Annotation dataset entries
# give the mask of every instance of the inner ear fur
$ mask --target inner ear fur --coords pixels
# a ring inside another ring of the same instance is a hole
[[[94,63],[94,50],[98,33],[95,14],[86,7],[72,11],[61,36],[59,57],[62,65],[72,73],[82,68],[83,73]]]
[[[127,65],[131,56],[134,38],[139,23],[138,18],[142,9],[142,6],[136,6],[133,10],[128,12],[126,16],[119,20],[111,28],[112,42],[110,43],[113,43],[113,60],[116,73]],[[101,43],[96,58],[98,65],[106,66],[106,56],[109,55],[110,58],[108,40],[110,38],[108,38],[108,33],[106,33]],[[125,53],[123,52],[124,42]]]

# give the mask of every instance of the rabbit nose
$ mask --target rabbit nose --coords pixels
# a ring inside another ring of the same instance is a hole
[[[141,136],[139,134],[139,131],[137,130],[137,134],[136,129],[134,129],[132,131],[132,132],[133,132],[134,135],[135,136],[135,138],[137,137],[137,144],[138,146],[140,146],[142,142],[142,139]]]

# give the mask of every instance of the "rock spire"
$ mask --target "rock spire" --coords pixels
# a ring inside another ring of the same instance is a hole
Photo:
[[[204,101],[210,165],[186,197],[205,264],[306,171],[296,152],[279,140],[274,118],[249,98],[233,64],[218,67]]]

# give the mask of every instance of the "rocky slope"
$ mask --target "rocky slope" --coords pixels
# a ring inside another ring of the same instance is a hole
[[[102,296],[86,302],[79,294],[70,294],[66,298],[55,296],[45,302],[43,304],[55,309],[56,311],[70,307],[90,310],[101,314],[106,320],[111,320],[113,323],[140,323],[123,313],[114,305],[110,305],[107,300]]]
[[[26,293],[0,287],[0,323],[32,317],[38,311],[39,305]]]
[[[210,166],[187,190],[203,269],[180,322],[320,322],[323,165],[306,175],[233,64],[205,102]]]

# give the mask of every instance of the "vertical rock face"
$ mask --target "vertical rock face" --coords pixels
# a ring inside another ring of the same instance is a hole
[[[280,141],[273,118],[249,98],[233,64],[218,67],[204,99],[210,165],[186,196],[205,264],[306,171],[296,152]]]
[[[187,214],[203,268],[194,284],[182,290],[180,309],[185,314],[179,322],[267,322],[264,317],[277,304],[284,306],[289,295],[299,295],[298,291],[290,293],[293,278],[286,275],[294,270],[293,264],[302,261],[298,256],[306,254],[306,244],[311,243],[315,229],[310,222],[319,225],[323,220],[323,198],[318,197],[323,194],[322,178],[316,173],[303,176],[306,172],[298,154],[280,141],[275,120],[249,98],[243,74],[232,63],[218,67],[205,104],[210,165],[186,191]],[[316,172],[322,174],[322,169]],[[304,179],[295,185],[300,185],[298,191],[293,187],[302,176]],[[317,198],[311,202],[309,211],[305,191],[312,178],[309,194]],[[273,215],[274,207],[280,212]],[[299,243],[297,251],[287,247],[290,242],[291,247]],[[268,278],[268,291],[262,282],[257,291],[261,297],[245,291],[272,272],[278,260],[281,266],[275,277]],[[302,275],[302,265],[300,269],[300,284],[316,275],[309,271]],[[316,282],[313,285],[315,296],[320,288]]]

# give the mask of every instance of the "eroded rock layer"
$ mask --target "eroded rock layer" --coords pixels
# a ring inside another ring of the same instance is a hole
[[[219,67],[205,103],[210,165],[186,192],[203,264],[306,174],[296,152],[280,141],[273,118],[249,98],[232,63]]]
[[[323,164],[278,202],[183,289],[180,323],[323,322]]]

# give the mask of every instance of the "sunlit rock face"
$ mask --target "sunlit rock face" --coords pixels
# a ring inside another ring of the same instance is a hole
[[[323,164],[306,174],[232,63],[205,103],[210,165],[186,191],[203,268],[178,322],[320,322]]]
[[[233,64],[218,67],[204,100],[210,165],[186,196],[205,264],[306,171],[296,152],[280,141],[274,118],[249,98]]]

TASK: Collect each line of the material that contains the string "spire".

RESPONSE TO THIS TASK:
# give the mask of every instance of the "rock spire"
$ mask --target "rock spire" --coords pixels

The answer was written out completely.